▸ GIVEN PROBLEM A:
List every film title mentioned in the opening paragraph of the Scott Glenn interview.
▸ GIVEN PROBLEM B:
In the Scott Glenn interview, who had to call Glenn and persuade him to accept the role on "The Leftovers"?
▸ GIVEN PROBLEM C:
Please carry the Scott Glenn interview forward from its final sentence.

▸ TEXT BLOCK:
---------------
Scott Glenn has spent 35-plus years playing the toughest of tough men. Since his breakthrough performance as John Travolta’s rival in “Urban Cowboy,” he’s played astronauts (“The Right Stuff”), cowboys (“Silverado”), vengeful bodyguards (the original “Man on Fire”), submarine commanders (“The Hunt For Red October”) and FBI agents (“The Silence of the Lambs”), among other jobs, always looking lean, weathered, and alert of everything around him.
With rare exceptions – a “Monk” two-parter years ago, a handful of TV movies – he’s played all these roles on the big screen. His career started in television (his first two screen credits were minor guest spots on “The Patty Duke Show”), but unlike many of his contemporaries, Glenn never tried to take a regular TV job as he got older.
Then last year, he agreed – with some reluctance – to play Kevin Garvey Sr., the possibly-crazy, possibly-psychic father of Justin Theroux’s cop hero of HBO’s “The Leftovers,” and enjoyed the experience enough to say yes when the “Daredevil” producers came calling to see if he would be willing to play Matt Murdock’s elderly, blind, extremely badass mentor Stick.
Glenn appeared in only one episode of the Netflix series’ first season, and isn’t allowed to say if he’ll be back for the second. But we talked last week about how “The Leftovers” – he called me from Austin, where that show’s second season is in production – inspired him to play Stick, and how he approached the various physical demands of the role, from doing a fight sequence at an advanced age to playing blind for the first time in his long career.
So you’re going to be in the second season of “The Leftovers”?
Scott Glenn: Yessir, I am.
And how was that experience for you, in the first season?
Scott Glenn: Terrific. When I first got the job, Damon Lindelof had to call me up and convince me to do it. Because my experience prior to this of doing television had always felt a little restrictive. Then I started working on “The Leftovers,” which was a phenomenal experience. And when the “Daredevil” thing happened, it also was. So I thought, “What’s the difference between these shows and what I’ve done before?” And the difference is “unsponsored.” It’s not that you’re necessarily going to use a lot of foul language or heavy duty physicality, but that you can. Just the sense of freedom in the air you breathe is different than working on a show that’s been engineered to take a break every 15 minutes to sell something.
---------------
[Dataset excerpt]
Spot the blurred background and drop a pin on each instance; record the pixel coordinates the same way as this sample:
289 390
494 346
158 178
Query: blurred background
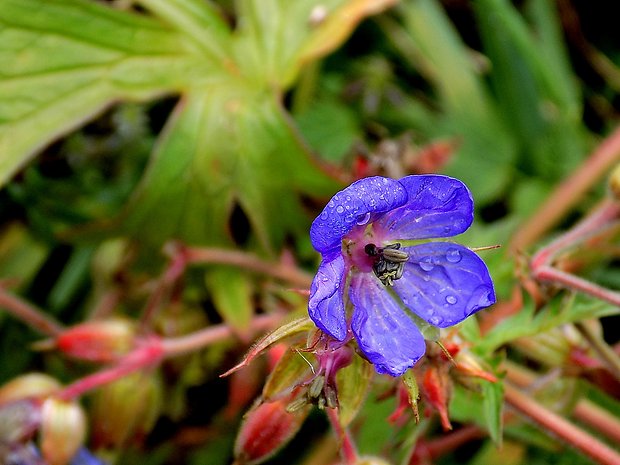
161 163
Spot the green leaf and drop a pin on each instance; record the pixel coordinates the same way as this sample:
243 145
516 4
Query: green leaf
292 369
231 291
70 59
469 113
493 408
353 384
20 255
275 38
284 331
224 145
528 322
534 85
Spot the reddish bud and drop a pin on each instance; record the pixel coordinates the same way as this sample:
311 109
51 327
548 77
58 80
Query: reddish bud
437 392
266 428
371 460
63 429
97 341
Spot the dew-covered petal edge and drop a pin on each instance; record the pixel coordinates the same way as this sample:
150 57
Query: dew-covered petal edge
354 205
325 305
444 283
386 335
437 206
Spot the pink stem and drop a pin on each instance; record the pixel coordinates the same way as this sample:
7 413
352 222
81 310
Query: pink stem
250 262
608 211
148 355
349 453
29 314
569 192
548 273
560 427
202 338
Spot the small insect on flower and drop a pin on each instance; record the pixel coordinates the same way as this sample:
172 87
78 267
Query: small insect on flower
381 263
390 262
---------------
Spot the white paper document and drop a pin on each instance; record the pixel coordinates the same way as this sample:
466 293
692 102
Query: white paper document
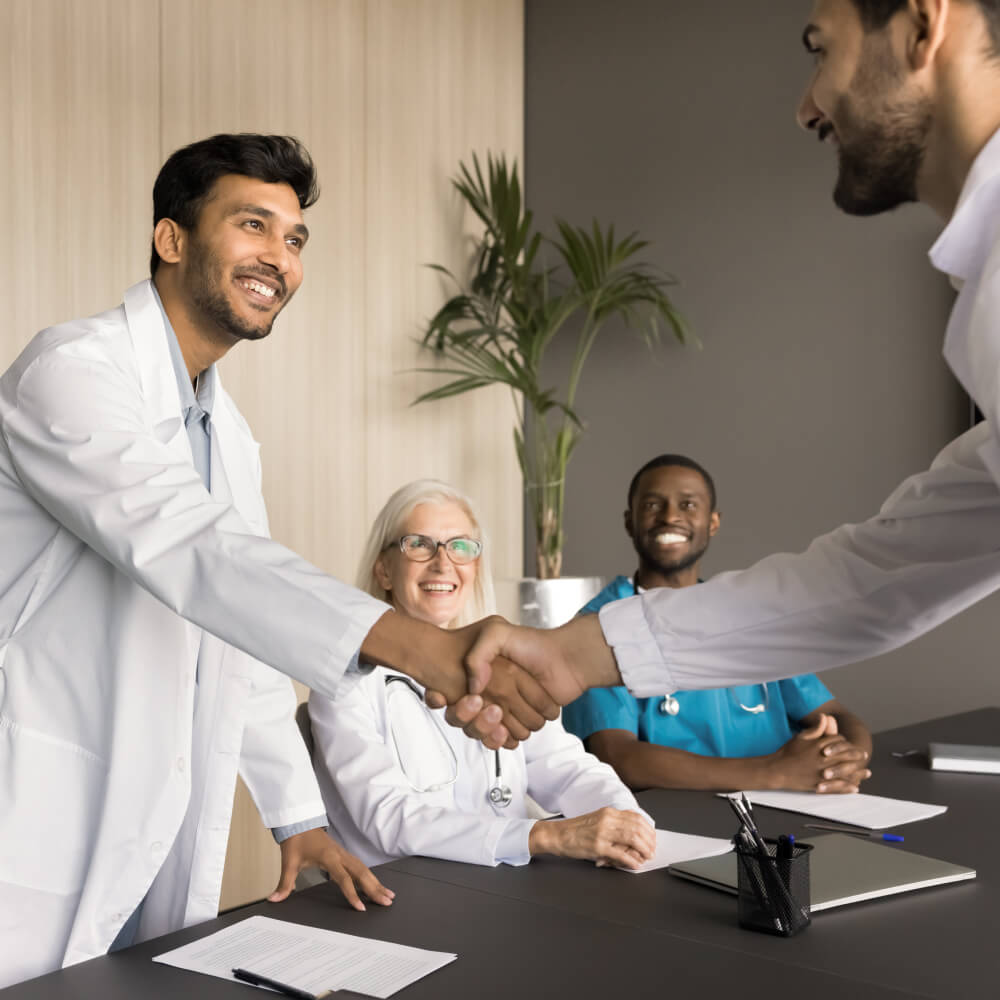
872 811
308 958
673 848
---------------
▸ REPLY A:
- "Urban Cowboy"
- "The Right Stuff"
- "Silverado"
- "Man on Fire"
- "The Hunt For Red October"
- "The Silence of the Lambs"

▸ REPLY B:
Damon Lindelof.

▸ REPLY C:
You’ve been doing this a while, and a lot of your contemporaries eventually wound up doing series. Was it something where you were offered series and just resisted?
Scott Glenn: Oh, yeah. It’s never been a media kind of thing. It’s never been television as opposed to film. With some actors, there’s a difference between a low budget film and a big studio film. What draws me into work and hooks me is the character. It’s more a matter of raw appetite than anything. It’s like you walk into a room and smell food cooking, and it either makes you salivate or want to throw up. It’s always basically been the character. The times that people tried to get me, and I’m not saying I would never do sponsored television – I never say not to anything involving work – until now, it just never seemed like it fit in with my crazy adolescent lifestyle. And I say that also being an old man. But nevertheless, my life and working on series just never seemed to be a good fit, until my experience with “The Leftovers” and “Daredevil,” both of which have been two of the best I’ve ever had.
Did you have any familiarity either with the character of Daredevil himself, or with Stick, who’s prominent in the comics but wasn’t in the Ben Affleck movie?
Scott Glenn: Not at all. I knew very little about the universe of Marvel, nothing about Stick. I had not seen the Affleck film. So I really can’t talk about it one way or the other. All I know is that the people that I talk to, it’s amazing how many people loved this world. Friends of mine that I didn’t even know knew everything about it. “Oh, you’re in ‘Daredevil’? He’s blind!” And they would tell me all about the character. Those people seemed to feel that the Affleck film came at the character without enough respect or seriousness. I had to educate myself almost a hundred percent on both Daredevil and specifically Stick.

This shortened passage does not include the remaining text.